DIRECTIVE ->
Please write out the entries below again, swapping every "long tail" for "striped tail" and leaving everything else unchanged. Omit the pictures from your answer.

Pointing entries

_ _ _

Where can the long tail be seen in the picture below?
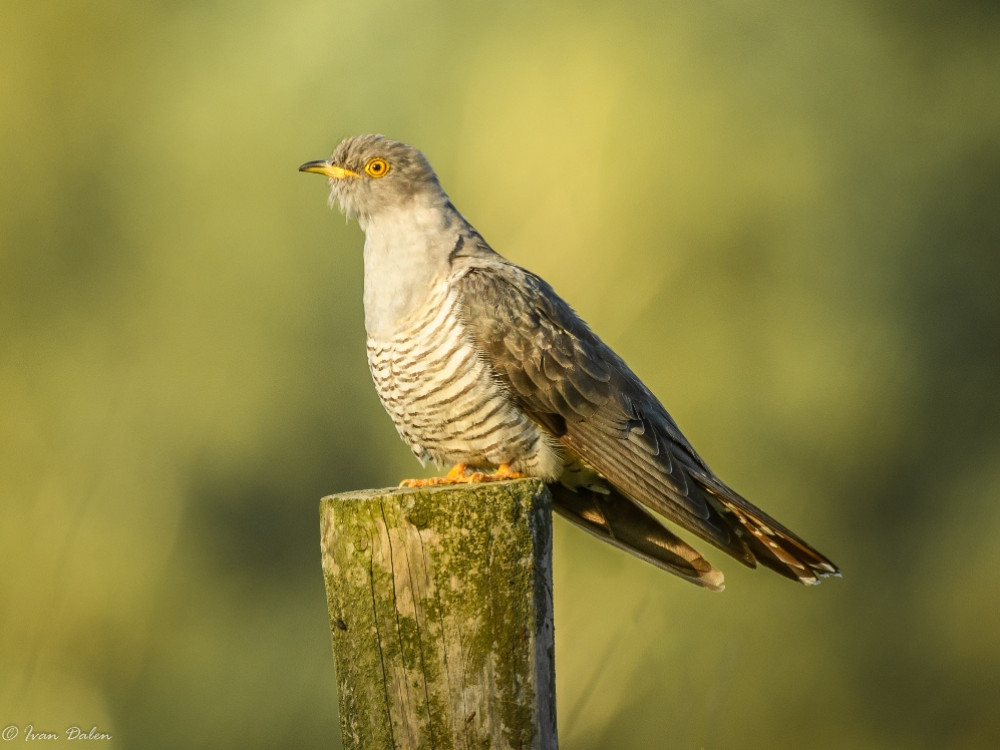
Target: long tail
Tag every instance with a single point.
(626, 524)
(772, 544)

_ _ _

WRITTEN ANSWER ->
Where can the striped tail be seen in the picture below?
Target: striped tail
Tag every instance with a single point.
(626, 524)
(772, 544)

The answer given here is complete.